* _Exercise brief_
Which lines in the rows below contain the word "negative"? Show each of them, copied in full.

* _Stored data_
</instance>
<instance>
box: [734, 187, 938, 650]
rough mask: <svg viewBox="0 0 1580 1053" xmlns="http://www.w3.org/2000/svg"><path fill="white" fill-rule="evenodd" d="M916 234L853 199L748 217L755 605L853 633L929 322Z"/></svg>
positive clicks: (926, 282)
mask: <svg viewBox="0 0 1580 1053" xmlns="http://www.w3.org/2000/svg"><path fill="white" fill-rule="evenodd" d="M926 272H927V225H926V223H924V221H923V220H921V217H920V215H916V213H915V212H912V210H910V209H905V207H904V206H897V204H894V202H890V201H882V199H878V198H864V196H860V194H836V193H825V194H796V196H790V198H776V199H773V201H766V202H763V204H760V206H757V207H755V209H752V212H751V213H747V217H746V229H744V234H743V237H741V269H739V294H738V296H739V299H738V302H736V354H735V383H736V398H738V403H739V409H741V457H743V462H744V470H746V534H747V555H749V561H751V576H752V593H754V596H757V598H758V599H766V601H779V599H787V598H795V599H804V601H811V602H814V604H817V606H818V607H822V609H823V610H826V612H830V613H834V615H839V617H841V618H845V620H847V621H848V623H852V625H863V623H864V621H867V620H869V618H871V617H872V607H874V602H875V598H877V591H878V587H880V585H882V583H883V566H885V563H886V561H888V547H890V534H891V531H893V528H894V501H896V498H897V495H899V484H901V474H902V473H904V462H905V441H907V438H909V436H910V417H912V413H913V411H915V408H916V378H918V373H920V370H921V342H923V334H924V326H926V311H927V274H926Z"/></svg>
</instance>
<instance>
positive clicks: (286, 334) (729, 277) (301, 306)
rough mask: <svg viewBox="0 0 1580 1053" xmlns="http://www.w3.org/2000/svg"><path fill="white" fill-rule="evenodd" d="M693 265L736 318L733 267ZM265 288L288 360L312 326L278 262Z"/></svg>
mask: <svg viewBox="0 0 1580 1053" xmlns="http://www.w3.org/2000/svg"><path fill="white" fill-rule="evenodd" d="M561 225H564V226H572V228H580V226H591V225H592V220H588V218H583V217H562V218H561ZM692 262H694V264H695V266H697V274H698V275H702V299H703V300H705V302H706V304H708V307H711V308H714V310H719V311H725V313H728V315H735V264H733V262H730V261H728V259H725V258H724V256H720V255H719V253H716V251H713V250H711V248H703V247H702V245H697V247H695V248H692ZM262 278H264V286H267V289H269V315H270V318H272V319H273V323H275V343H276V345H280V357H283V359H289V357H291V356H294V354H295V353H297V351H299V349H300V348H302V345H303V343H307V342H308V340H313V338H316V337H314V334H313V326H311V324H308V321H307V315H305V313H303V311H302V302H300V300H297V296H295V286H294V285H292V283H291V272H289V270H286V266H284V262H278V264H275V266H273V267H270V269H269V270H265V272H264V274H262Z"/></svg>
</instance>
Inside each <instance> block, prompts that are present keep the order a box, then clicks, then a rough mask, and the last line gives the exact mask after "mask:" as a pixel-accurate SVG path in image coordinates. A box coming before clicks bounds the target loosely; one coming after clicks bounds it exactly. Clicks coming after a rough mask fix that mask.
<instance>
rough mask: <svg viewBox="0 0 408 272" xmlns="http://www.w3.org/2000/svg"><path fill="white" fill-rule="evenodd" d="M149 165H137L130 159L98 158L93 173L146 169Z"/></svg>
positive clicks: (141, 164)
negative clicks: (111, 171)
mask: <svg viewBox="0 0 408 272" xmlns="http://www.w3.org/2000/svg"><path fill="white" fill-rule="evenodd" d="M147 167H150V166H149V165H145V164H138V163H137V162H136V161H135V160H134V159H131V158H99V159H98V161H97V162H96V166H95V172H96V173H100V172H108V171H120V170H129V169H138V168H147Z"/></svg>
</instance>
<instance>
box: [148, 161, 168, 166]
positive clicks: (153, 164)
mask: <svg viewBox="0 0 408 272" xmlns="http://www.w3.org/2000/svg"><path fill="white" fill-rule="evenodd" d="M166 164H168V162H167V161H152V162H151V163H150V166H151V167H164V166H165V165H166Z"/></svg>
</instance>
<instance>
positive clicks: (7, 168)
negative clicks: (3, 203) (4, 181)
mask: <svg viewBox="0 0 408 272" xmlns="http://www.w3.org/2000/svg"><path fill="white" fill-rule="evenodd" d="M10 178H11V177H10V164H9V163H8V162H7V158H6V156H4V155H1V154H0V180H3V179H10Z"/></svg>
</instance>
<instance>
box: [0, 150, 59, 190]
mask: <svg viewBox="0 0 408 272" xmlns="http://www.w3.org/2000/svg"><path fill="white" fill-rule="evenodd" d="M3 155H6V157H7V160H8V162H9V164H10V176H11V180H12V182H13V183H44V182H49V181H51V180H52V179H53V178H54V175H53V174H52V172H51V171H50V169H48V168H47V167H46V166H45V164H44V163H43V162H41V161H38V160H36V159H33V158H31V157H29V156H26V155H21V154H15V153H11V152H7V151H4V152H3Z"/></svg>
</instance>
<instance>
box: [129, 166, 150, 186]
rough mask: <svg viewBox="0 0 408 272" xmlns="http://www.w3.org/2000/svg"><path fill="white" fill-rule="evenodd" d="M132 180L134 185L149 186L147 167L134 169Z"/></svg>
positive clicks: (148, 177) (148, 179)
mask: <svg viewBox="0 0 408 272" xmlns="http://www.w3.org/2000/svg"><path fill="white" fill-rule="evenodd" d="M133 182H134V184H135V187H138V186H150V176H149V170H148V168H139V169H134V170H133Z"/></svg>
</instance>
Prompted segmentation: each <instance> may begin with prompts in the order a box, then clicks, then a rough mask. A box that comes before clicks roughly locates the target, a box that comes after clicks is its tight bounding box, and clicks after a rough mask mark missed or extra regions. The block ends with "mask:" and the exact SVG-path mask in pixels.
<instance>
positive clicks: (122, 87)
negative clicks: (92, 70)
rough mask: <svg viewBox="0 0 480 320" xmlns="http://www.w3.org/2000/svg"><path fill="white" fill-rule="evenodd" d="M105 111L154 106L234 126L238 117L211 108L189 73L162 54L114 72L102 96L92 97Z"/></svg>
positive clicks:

* _Response_
negative clicks: (111, 171)
negative clicks: (3, 203) (4, 181)
negative clicks: (92, 70)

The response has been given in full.